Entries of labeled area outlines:
start

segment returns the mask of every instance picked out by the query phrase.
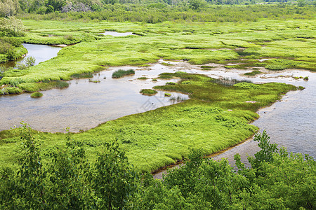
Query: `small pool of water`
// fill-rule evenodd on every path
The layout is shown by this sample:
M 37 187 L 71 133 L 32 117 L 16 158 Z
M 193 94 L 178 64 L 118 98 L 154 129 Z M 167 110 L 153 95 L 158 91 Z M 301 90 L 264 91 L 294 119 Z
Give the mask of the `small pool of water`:
M 145 112 L 159 107 L 186 100 L 187 95 L 171 92 L 165 97 L 164 91 L 154 96 L 139 93 L 141 89 L 152 88 L 177 80 L 159 80 L 153 82 L 162 72 L 173 70 L 159 64 L 153 68 L 142 68 L 133 76 L 112 78 L 118 69 L 137 69 L 135 66 L 111 68 L 96 74 L 89 79 L 72 80 L 68 88 L 41 92 L 44 96 L 32 99 L 29 94 L 0 97 L 1 111 L 0 130 L 20 125 L 24 121 L 33 129 L 44 132 L 62 132 L 70 127 L 71 132 L 86 130 L 106 121 L 133 113 Z M 138 78 L 146 76 L 146 80 Z
M 132 32 L 119 33 L 119 32 L 117 32 L 117 31 L 105 31 L 104 33 L 101 33 L 101 34 L 103 34 L 105 36 L 110 35 L 110 36 L 124 36 L 133 35 Z
M 27 50 L 27 54 L 25 57 L 18 59 L 15 61 L 0 64 L 0 66 L 4 66 L 6 68 L 15 68 L 18 63 L 24 64 L 25 59 L 30 56 L 35 58 L 35 65 L 37 65 L 40 62 L 51 59 L 53 57 L 56 57 L 59 50 L 62 49 L 62 48 L 60 47 L 27 43 L 24 43 L 23 46 Z

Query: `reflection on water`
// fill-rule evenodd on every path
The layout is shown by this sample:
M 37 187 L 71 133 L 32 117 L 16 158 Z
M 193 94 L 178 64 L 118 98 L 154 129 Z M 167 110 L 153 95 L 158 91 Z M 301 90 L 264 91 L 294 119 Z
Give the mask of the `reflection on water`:
M 57 56 L 59 50 L 62 48 L 54 47 L 45 45 L 34 45 L 24 43 L 23 46 L 27 50 L 27 55 L 16 61 L 8 62 L 4 64 L 1 64 L 0 66 L 4 67 L 15 67 L 17 63 L 23 64 L 25 59 L 32 56 L 35 58 L 35 65 L 39 63 L 48 60 L 54 57 Z
M 0 130 L 18 125 L 23 120 L 40 131 L 62 132 L 69 127 L 72 132 L 78 132 L 122 116 L 178 102 L 172 98 L 188 99 L 187 95 L 174 92 L 171 97 L 164 97 L 162 91 L 152 97 L 140 94 L 141 89 L 166 83 L 166 80 L 159 79 L 152 81 L 152 78 L 165 72 L 164 66 L 157 64 L 155 68 L 136 71 L 134 76 L 119 79 L 112 78 L 112 72 L 119 69 L 112 68 L 94 76 L 91 80 L 100 80 L 98 83 L 90 83 L 88 79 L 73 80 L 68 88 L 42 92 L 44 96 L 39 99 L 32 99 L 29 94 L 0 97 L 4 113 L 0 116 Z M 150 79 L 137 80 L 142 76 Z
M 71 131 L 77 132 L 119 117 L 172 104 L 173 102 L 164 97 L 164 92 L 159 92 L 154 97 L 147 97 L 139 94 L 139 91 L 164 85 L 166 80 L 152 81 L 152 78 L 162 72 L 182 71 L 204 74 L 213 78 L 246 78 L 254 83 L 281 82 L 305 87 L 302 91 L 290 92 L 280 102 L 261 110 L 260 118 L 253 124 L 261 131 L 265 130 L 272 142 L 286 146 L 289 151 L 308 153 L 316 158 L 316 132 L 313 130 L 316 125 L 316 73 L 292 69 L 268 71 L 246 78 L 243 74 L 251 70 L 227 70 L 218 66 L 211 71 L 202 71 L 198 66 L 186 62 L 169 62 L 174 66 L 166 66 L 157 63 L 138 69 L 135 76 L 119 79 L 112 78 L 114 71 L 137 68 L 111 68 L 94 76 L 93 80 L 100 80 L 99 83 L 89 83 L 88 79 L 74 80 L 68 88 L 43 92 L 44 97 L 40 99 L 32 99 L 28 94 L 0 97 L 0 130 L 24 120 L 38 130 L 59 132 L 70 127 Z M 278 77 L 280 75 L 284 76 Z M 137 80 L 143 76 L 150 79 Z M 309 80 L 296 80 L 291 76 L 308 76 Z M 188 98 L 185 94 L 172 94 L 176 98 L 178 96 Z M 240 153 L 242 159 L 245 160 L 246 155 L 254 155 L 258 150 L 256 142 L 247 141 L 214 159 L 228 158 L 233 164 L 235 153 Z
M 240 71 L 217 71 L 210 74 L 235 79 L 244 78 Z M 275 78 L 280 75 L 285 77 Z M 308 76 L 309 80 L 296 80 L 292 76 Z M 302 91 L 290 92 L 279 102 L 260 110 L 258 112 L 260 118 L 252 124 L 258 127 L 261 132 L 265 130 L 271 141 L 277 143 L 279 146 L 285 146 L 289 152 L 309 154 L 316 158 L 316 132 L 314 130 L 316 125 L 316 74 L 294 69 L 270 72 L 247 79 L 255 83 L 279 82 L 306 88 Z M 247 155 L 254 156 L 259 150 L 257 142 L 247 141 L 214 159 L 228 158 L 233 164 L 233 156 L 238 153 L 242 155 L 244 162 L 249 166 L 246 161 Z
M 129 36 L 133 35 L 132 32 L 125 32 L 125 33 L 119 33 L 117 31 L 105 31 L 104 33 L 101 33 L 103 35 L 110 35 L 113 36 Z

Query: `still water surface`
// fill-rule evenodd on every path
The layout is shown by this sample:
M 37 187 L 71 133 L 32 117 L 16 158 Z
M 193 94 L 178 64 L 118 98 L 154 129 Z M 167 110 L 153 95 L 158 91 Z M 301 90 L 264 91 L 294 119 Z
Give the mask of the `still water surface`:
M 25 47 L 29 55 L 36 57 L 35 55 L 39 55 L 36 57 L 37 63 L 56 56 L 60 50 L 38 45 L 25 44 Z M 41 58 L 46 53 L 51 57 Z M 251 70 L 228 71 L 217 65 L 218 66 L 211 71 L 201 71 L 198 66 L 185 62 L 169 62 L 174 66 L 166 66 L 161 64 L 162 62 L 140 69 L 135 66 L 111 68 L 94 76 L 93 80 L 100 80 L 98 83 L 89 83 L 88 79 L 73 80 L 68 88 L 44 91 L 44 97 L 40 99 L 32 99 L 29 94 L 1 97 L 0 130 L 9 129 L 25 121 L 34 129 L 41 131 L 62 132 L 70 127 L 71 131 L 78 132 L 124 115 L 168 106 L 177 102 L 165 97 L 164 92 L 159 92 L 154 97 L 147 97 L 139 94 L 139 91 L 164 85 L 166 82 L 164 80 L 152 81 L 152 78 L 161 73 L 183 71 L 204 74 L 213 78 L 246 78 L 254 83 L 281 82 L 306 88 L 302 91 L 290 92 L 280 102 L 259 111 L 261 117 L 253 124 L 260 127 L 261 131 L 265 130 L 272 142 L 286 146 L 289 151 L 308 153 L 316 158 L 316 132 L 314 130 L 316 125 L 316 73 L 291 69 L 268 71 L 255 77 L 246 78 L 243 74 Z M 135 76 L 112 79 L 112 72 L 119 69 L 138 70 Z M 289 77 L 279 77 L 280 75 Z M 137 80 L 142 76 L 150 79 Z M 291 76 L 308 76 L 309 80 L 296 80 Z M 188 99 L 185 94 L 172 94 L 174 97 Z M 236 153 L 240 153 L 244 160 L 247 155 L 253 155 L 258 150 L 257 143 L 250 140 L 217 155 L 214 159 L 228 158 L 233 164 L 233 155 Z
M 51 46 L 45 45 L 34 45 L 24 43 L 23 46 L 27 49 L 27 54 L 25 57 L 18 59 L 15 62 L 8 62 L 4 64 L 1 64 L 0 66 L 6 67 L 15 67 L 17 63 L 23 64 L 25 60 L 28 57 L 33 57 L 35 58 L 35 65 L 39 63 L 48 60 L 57 56 L 59 50 L 62 48 L 54 47 Z

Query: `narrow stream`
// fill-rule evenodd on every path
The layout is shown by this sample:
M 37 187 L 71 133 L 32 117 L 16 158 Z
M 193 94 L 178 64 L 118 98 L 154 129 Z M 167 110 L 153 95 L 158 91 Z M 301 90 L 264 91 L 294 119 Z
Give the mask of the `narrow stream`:
M 0 66 L 4 67 L 15 67 L 17 63 L 23 64 L 24 61 L 28 57 L 33 57 L 35 58 L 35 65 L 39 63 L 48 60 L 54 57 L 57 56 L 59 50 L 62 48 L 55 47 L 46 45 L 35 45 L 24 43 L 23 46 L 27 49 L 27 54 L 25 57 L 18 59 L 16 61 L 8 62 L 4 64 L 1 64 Z
M 36 58 L 36 64 L 56 56 L 60 50 L 60 48 L 47 46 L 25 44 L 25 46 L 29 51 L 27 56 Z M 39 131 L 62 132 L 69 127 L 70 131 L 79 132 L 122 116 L 180 102 L 187 99 L 188 96 L 172 92 L 171 97 L 166 97 L 164 92 L 159 91 L 155 96 L 148 97 L 140 94 L 139 91 L 170 81 L 159 79 L 152 81 L 161 73 L 182 71 L 213 78 L 246 78 L 254 83 L 280 82 L 306 88 L 302 91 L 290 92 L 279 102 L 260 110 L 261 117 L 253 124 L 260 127 L 261 132 L 265 130 L 272 142 L 286 146 L 289 151 L 308 153 L 316 158 L 316 132 L 313 129 L 316 125 L 315 72 L 297 69 L 265 70 L 264 74 L 246 77 L 244 74 L 252 70 L 228 70 L 222 65 L 211 64 L 216 67 L 202 71 L 200 67 L 185 62 L 168 62 L 173 66 L 164 66 L 162 62 L 160 60 L 148 67 L 121 66 L 105 69 L 91 79 L 99 83 L 89 82 L 89 79 L 73 80 L 70 81 L 68 88 L 44 91 L 44 97 L 39 99 L 32 99 L 29 94 L 1 97 L 0 130 L 18 126 L 20 122 L 24 121 Z M 136 70 L 135 75 L 112 78 L 114 71 L 130 69 Z M 297 80 L 294 76 L 308 76 L 309 80 Z M 148 79 L 138 80 L 140 77 Z M 171 100 L 171 98 L 179 100 Z M 233 155 L 239 153 L 247 164 L 246 156 L 254 155 L 258 150 L 257 143 L 249 140 L 213 158 L 228 158 L 234 164 Z
M 244 76 L 244 73 L 251 71 L 228 70 L 220 66 L 207 71 L 194 69 L 189 70 L 191 73 L 204 74 L 216 78 L 247 79 L 258 83 L 278 82 L 305 87 L 305 90 L 289 92 L 280 101 L 261 108 L 258 112 L 259 119 L 252 124 L 258 127 L 261 132 L 265 130 L 270 141 L 277 144 L 279 147 L 284 146 L 289 152 L 309 154 L 316 158 L 316 132 L 314 130 L 316 125 L 316 72 L 289 69 L 268 71 L 254 77 Z M 309 80 L 304 81 L 303 79 L 294 78 L 300 76 L 308 76 Z M 215 160 L 227 158 L 230 164 L 234 165 L 234 155 L 239 153 L 242 162 L 249 167 L 247 156 L 254 156 L 259 150 L 258 142 L 249 139 L 219 153 L 212 158 Z M 156 174 L 154 177 L 162 178 L 163 173 L 166 173 L 166 171 Z

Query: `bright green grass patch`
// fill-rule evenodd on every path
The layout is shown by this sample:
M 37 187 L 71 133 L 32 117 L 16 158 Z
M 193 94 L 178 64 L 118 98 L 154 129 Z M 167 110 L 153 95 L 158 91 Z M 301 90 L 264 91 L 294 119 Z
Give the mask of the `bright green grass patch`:
M 129 70 L 117 70 L 115 71 L 114 72 L 113 72 L 113 74 L 112 74 L 112 78 L 121 78 L 123 77 L 124 76 L 128 76 L 128 75 L 133 75 L 135 74 L 135 71 L 133 69 L 129 69 Z
M 39 92 L 35 92 L 31 94 L 31 98 L 39 98 L 43 96 L 43 94 Z
M 244 75 L 246 76 L 255 76 L 259 74 L 261 74 L 262 72 L 258 70 L 254 70 L 251 72 L 245 73 Z
M 139 92 L 140 92 L 142 94 L 150 96 L 156 94 L 158 92 L 152 89 L 142 89 Z
M 225 69 L 239 69 L 239 65 L 228 65 L 224 66 Z
M 258 118 L 256 113 L 258 108 L 275 102 L 282 93 L 296 90 L 294 86 L 284 83 L 247 85 L 256 88 L 223 86 L 203 75 L 183 72 L 168 74 L 181 80 L 176 85 L 154 88 L 187 93 L 190 99 L 72 134 L 73 139 L 84 144 L 90 160 L 96 158 L 100 146 L 114 139 L 118 140 L 129 161 L 143 172 L 182 160 L 187 157 L 189 148 L 200 148 L 205 155 L 216 153 L 254 134 L 258 128 L 249 122 Z M 185 81 L 190 83 L 184 84 Z M 246 101 L 258 103 L 245 103 Z M 3 167 L 11 166 L 19 155 L 18 130 L 0 132 Z M 39 132 L 35 136 L 43 140 L 41 154 L 46 161 L 49 161 L 45 154 L 51 147 L 65 141 L 63 134 Z
M 107 66 L 147 65 L 162 57 L 194 64 L 240 63 L 243 58 L 248 60 L 242 61 L 244 64 L 239 64 L 240 69 L 266 66 L 316 71 L 314 20 L 157 24 L 25 20 L 24 24 L 29 31 L 21 38 L 26 42 L 80 43 L 62 48 L 57 57 L 35 66 L 6 71 L 0 85 L 70 80 Z M 99 36 L 98 33 L 105 30 L 146 36 Z M 287 62 L 258 62 L 262 57 Z
M 142 77 L 138 77 L 137 79 L 141 80 L 147 80 L 148 78 L 145 76 L 142 76 Z

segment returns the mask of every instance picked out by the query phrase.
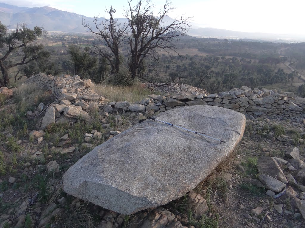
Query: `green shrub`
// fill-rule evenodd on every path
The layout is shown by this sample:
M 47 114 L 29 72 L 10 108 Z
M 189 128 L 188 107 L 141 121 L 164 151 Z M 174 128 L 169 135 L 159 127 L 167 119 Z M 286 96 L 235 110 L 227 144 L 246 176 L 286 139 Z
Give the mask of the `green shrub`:
M 276 138 L 281 137 L 285 134 L 285 128 L 281 124 L 274 124 L 272 126 Z

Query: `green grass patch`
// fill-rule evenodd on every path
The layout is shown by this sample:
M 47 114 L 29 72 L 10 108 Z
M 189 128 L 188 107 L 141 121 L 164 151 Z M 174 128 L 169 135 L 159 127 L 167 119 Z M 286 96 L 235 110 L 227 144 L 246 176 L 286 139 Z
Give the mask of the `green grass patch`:
M 241 164 L 245 168 L 246 172 L 244 174 L 256 178 L 258 173 L 257 157 L 248 157 L 242 161 Z
M 258 187 L 250 183 L 242 183 L 239 185 L 241 188 L 255 196 L 264 195 L 265 189 L 263 188 Z
M 192 211 L 188 212 L 188 219 L 189 225 L 195 226 L 196 228 L 217 228 L 219 216 L 216 213 L 210 216 L 203 215 L 200 220 L 197 220 L 193 216 Z
M 275 138 L 281 137 L 285 134 L 285 128 L 281 124 L 274 124 L 272 129 L 274 131 L 274 136 Z

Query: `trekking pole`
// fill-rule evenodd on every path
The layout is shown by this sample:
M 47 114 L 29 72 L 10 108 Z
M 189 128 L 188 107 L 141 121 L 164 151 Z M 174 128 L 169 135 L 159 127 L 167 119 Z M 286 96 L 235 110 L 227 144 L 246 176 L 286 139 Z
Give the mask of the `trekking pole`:
M 174 125 L 171 123 L 167 123 L 166 122 L 165 122 L 164 121 L 162 121 L 162 120 L 160 120 L 160 119 L 156 119 L 156 118 L 154 118 L 153 117 L 150 117 L 149 116 L 147 117 L 149 119 L 152 119 L 153 120 L 155 120 L 155 121 L 157 121 L 159 122 L 161 122 L 161 123 L 165 123 L 167 125 L 169 125 L 170 126 L 171 126 L 172 127 L 178 127 L 178 128 L 180 128 L 181 129 L 183 129 L 183 130 L 185 130 L 186 131 L 189 131 L 190 132 L 192 132 L 193 133 L 194 133 L 195 134 L 197 134 L 198 135 L 202 135 L 203 136 L 204 136 L 205 137 L 207 137 L 207 138 L 210 138 L 210 139 L 214 139 L 214 140 L 217 140 L 218 141 L 219 141 L 221 143 L 224 143 L 225 142 L 224 141 L 223 141 L 221 139 L 216 139 L 215 138 L 213 138 L 213 137 L 211 137 L 210 136 L 209 136 L 206 135 L 205 135 L 204 134 L 203 134 L 202 133 L 199 133 L 196 131 L 192 131 L 191 130 L 190 130 L 189 129 L 187 129 L 186 128 L 185 128 L 184 127 L 179 127 L 179 126 L 177 126 L 177 125 Z M 139 123 L 142 123 L 144 120 L 145 120 L 144 119 L 141 122 L 139 121 Z

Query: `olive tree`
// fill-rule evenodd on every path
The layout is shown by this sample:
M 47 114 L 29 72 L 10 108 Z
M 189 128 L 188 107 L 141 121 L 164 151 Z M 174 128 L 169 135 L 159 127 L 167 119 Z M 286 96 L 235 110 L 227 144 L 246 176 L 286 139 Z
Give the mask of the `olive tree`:
M 43 28 L 36 26 L 32 29 L 25 24 L 18 25 L 9 32 L 0 22 L 0 69 L 2 75 L 0 86 L 8 85 L 8 72 L 11 68 L 49 56 L 38 39 L 45 32 Z
M 119 49 L 126 40 L 127 26 L 126 24 L 122 25 L 113 17 L 116 10 L 112 6 L 106 12 L 109 14 L 109 19 L 104 18 L 101 20 L 98 17 L 95 17 L 93 26 L 83 19 L 82 24 L 88 31 L 96 35 L 102 44 L 93 42 L 92 51 L 107 59 L 112 71 L 118 73 L 121 64 Z
M 175 42 L 188 31 L 191 19 L 182 16 L 171 20 L 168 14 L 174 8 L 170 0 L 166 0 L 156 14 L 150 0 L 138 0 L 134 6 L 133 2 L 128 0 L 124 11 L 129 27 L 128 67 L 134 78 L 141 77 L 139 74 L 145 69 L 146 60 L 160 63 L 158 51 L 160 50 L 170 55 L 178 54 Z

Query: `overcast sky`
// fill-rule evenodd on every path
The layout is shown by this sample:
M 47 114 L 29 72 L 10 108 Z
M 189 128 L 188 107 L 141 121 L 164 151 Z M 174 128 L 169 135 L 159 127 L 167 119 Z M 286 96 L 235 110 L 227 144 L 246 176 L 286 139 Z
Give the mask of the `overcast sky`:
M 134 1 L 135 3 L 135 0 Z M 156 9 L 165 0 L 152 1 Z M 123 17 L 127 0 L 0 0 L 19 6 L 48 6 L 93 17 L 104 14 L 112 5 L 117 18 Z M 242 32 L 305 35 L 304 0 L 172 0 L 176 9 L 169 16 L 192 17 L 203 27 Z

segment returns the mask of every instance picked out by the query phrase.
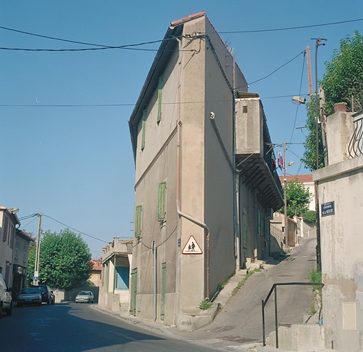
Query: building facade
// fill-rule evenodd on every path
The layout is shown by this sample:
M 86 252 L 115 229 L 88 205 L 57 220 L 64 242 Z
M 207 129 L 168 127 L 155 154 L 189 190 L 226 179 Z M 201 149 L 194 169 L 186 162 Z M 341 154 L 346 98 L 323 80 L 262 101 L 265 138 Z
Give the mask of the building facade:
M 327 118 L 329 166 L 318 186 L 322 314 L 327 348 L 363 350 L 363 111 Z
M 129 307 L 132 240 L 115 237 L 103 248 L 98 305 L 111 311 Z
M 0 273 L 9 287 L 12 287 L 12 252 L 15 242 L 15 229 L 20 226 L 16 214 L 18 208 L 8 209 L 0 206 Z
M 28 286 L 28 261 L 29 245 L 34 242 L 29 234 L 19 229 L 15 230 L 15 239 L 12 252 L 12 296 L 16 298 L 23 287 Z
M 172 22 L 129 120 L 132 314 L 183 329 L 270 251 L 283 205 L 262 102 L 204 12 Z

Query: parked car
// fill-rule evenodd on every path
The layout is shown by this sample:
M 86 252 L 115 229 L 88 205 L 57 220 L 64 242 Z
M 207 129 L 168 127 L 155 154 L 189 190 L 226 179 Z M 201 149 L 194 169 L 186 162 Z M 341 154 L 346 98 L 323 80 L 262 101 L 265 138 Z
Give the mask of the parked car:
M 12 288 L 8 288 L 3 276 L 0 274 L 0 318 L 3 311 L 6 311 L 6 315 L 11 316 L 12 313 Z
M 25 287 L 18 295 L 17 306 L 21 307 L 23 305 L 41 305 L 43 298 L 41 290 L 38 287 Z
M 93 303 L 94 301 L 94 294 L 91 291 L 81 291 L 76 296 L 76 303 L 78 302 L 87 302 L 87 303 Z
M 39 287 L 42 294 L 43 302 L 46 302 L 47 305 L 54 305 L 56 302 L 56 298 L 53 290 L 47 285 L 39 285 Z

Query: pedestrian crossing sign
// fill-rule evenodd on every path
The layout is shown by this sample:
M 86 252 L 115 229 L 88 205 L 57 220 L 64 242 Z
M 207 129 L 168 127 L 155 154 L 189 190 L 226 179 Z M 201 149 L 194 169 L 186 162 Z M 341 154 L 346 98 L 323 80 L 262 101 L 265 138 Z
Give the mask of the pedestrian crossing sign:
M 201 254 L 203 251 L 195 241 L 193 236 L 190 236 L 188 242 L 182 251 L 183 254 Z

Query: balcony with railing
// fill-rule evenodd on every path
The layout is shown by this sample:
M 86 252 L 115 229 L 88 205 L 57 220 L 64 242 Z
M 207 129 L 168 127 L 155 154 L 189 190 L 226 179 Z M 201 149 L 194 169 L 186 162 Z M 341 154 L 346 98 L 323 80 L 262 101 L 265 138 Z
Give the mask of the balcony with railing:
M 283 206 L 281 183 L 263 107 L 257 94 L 239 92 L 236 98 L 236 166 L 246 186 L 258 190 L 259 201 L 277 210 Z
M 348 145 L 348 153 L 350 157 L 363 155 L 363 111 L 352 116 L 353 129 L 352 138 Z

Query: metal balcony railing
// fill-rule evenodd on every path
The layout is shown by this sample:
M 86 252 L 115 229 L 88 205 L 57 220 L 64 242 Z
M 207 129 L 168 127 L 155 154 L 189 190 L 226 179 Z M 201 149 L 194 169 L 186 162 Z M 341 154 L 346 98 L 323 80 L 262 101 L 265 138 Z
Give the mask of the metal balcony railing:
M 363 115 L 358 116 L 353 122 L 354 133 L 348 145 L 351 157 L 363 155 Z

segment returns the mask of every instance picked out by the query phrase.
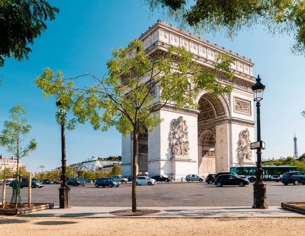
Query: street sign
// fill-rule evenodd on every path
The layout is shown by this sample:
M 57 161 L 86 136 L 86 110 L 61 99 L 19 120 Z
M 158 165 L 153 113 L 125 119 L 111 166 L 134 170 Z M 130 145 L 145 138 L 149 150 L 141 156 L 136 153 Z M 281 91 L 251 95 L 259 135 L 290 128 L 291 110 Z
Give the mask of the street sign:
M 258 141 L 257 142 L 251 142 L 251 150 L 257 149 L 265 149 L 265 142 L 262 140 Z

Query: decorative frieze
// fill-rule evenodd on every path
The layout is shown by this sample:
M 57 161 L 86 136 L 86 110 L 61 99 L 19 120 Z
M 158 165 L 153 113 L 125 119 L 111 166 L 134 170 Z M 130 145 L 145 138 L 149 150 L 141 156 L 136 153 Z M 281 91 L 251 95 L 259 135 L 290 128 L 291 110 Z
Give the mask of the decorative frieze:
M 183 117 L 179 116 L 177 119 L 172 120 L 168 140 L 172 156 L 189 155 L 189 131 L 187 121 Z
M 251 115 L 251 102 L 241 98 L 234 97 L 234 112 Z
M 237 144 L 237 158 L 239 162 L 244 162 L 245 160 L 252 159 L 252 152 L 250 149 L 251 142 L 250 135 L 248 129 L 242 130 L 239 133 L 239 139 Z

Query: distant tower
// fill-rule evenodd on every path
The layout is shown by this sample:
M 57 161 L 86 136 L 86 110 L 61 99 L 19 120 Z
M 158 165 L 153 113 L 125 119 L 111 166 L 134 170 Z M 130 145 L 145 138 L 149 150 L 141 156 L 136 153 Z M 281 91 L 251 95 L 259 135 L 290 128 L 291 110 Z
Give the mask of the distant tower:
M 293 157 L 294 158 L 298 158 L 298 153 L 297 153 L 297 144 L 296 143 L 296 137 L 295 137 L 295 134 L 294 134 L 294 137 L 293 138 Z

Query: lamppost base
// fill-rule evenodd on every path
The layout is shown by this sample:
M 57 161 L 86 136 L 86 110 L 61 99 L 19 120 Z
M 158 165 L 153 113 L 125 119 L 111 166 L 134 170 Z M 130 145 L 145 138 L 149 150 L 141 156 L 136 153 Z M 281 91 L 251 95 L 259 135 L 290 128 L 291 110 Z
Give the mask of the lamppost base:
M 254 203 L 252 208 L 268 209 L 266 195 L 266 184 L 255 182 L 253 184 Z
M 59 191 L 59 208 L 71 208 L 70 204 L 70 188 L 69 187 L 60 187 Z

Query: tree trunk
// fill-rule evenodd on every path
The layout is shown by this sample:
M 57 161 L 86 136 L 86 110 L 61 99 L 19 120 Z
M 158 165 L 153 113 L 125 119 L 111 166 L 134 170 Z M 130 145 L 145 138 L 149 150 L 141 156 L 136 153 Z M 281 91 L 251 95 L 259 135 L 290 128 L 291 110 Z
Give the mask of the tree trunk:
M 133 159 L 132 159 L 132 212 L 137 212 L 137 196 L 136 189 L 136 177 L 137 175 L 137 144 L 138 135 L 135 127 L 134 127 L 133 131 Z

end

Exercise: Copy the lines of the material above word for word, beginning with the line that contains "Query: parked car" and continuing through the line that contains "M 201 254 L", with both of those lines included.

Reply to the exercise:
Query: parked car
// fill-rule evenodd on every path
The layout is shown by this sample:
M 86 252 L 115 229 L 88 205 L 57 220 L 64 242 Z
M 207 129 L 168 127 L 155 154 L 189 190 L 226 179 Z M 201 149 L 194 169 L 186 162 Z M 341 154 L 346 98 L 323 80 L 262 101 L 265 138 Z
Give the mask of the parked car:
M 12 288 L 8 288 L 3 276 L 0 274 L 0 318 L 3 311 L 6 311 L 6 315 L 11 316 L 12 313 Z
M 25 287 L 18 295 L 17 306 L 21 307 L 23 305 L 41 305 L 43 298 L 41 290 L 38 287 Z
M 93 303 L 94 301 L 94 294 L 91 291 L 81 291 L 76 296 L 76 303 L 78 302 L 87 302 L 87 303 Z
M 39 287 L 42 294 L 43 302 L 46 302 L 47 305 L 54 305 L 56 302 L 56 298 L 53 290 L 47 285 L 39 285 Z

Query: pedestrian crossing sign
// fill-rule evenodd on every path
The layout is shown by this sample:
M 86 252 L 115 229 L 88 205 L 57 220 L 64 242 Z
M 207 129 L 168 127 L 155 154 L 189 190 L 226 179 Z M 201 149 L 194 169 L 186 162 Z M 341 154 L 346 98 L 323 80 L 262 101 L 265 138 Z
Give the mask of the pedestrian crossing sign:
M 201 254 L 203 251 L 195 241 L 193 236 L 190 236 L 188 242 L 182 251 L 183 254 Z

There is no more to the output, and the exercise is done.